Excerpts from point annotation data

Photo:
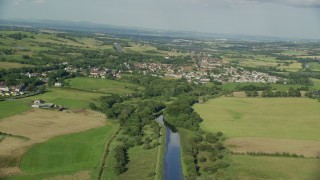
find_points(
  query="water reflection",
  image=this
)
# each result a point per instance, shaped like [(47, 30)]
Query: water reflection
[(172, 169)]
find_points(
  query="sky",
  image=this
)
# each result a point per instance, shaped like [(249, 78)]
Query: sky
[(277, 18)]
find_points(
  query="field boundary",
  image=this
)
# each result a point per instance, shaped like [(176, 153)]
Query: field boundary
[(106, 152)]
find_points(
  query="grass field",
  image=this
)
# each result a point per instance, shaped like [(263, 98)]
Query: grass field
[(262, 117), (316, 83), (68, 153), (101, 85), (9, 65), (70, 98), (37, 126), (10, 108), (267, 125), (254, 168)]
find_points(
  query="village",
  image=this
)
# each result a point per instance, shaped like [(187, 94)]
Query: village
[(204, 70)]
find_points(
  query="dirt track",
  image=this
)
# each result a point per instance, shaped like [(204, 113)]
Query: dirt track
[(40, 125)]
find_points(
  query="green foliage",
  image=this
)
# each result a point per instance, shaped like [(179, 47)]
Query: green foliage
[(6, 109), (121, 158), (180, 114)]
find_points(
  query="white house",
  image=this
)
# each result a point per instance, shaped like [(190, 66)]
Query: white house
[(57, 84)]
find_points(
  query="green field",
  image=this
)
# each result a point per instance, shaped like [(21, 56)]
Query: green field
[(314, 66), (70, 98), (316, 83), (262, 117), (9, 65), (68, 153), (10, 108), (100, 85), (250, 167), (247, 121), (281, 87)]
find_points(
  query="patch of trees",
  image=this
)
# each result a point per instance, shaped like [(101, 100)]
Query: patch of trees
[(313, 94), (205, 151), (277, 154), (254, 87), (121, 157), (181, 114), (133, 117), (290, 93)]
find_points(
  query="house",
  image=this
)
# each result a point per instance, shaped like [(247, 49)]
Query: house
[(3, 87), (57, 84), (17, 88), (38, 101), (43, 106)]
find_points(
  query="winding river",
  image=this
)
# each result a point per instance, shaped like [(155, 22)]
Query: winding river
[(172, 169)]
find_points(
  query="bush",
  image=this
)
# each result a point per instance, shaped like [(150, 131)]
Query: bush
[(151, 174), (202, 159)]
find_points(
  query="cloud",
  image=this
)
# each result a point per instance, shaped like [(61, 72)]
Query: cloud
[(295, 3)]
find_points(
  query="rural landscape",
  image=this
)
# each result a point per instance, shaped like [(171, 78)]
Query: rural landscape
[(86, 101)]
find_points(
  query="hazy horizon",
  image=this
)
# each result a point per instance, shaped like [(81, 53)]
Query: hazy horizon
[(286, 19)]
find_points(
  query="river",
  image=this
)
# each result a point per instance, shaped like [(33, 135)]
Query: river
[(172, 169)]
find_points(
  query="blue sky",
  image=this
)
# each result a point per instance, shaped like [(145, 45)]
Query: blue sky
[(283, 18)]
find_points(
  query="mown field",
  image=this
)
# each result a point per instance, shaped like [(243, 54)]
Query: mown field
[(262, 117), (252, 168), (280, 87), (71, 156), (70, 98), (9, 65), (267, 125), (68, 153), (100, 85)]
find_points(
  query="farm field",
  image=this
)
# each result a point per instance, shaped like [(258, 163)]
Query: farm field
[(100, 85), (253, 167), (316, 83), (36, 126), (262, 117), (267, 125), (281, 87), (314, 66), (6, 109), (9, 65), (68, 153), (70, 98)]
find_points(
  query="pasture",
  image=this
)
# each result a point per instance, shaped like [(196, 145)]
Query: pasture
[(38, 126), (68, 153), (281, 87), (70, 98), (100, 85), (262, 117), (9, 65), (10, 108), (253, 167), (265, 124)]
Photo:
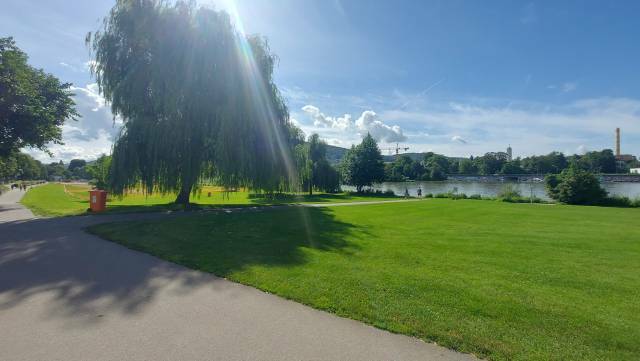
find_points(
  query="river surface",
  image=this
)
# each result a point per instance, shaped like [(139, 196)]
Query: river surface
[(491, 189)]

EXERCISE DETAILS = Filter the lines above down to those containing the string "water", and copy each one that matches. Matching is case-sensitive.

SOLVED EXERCISE =
  query="water reflection",
Query: water reflection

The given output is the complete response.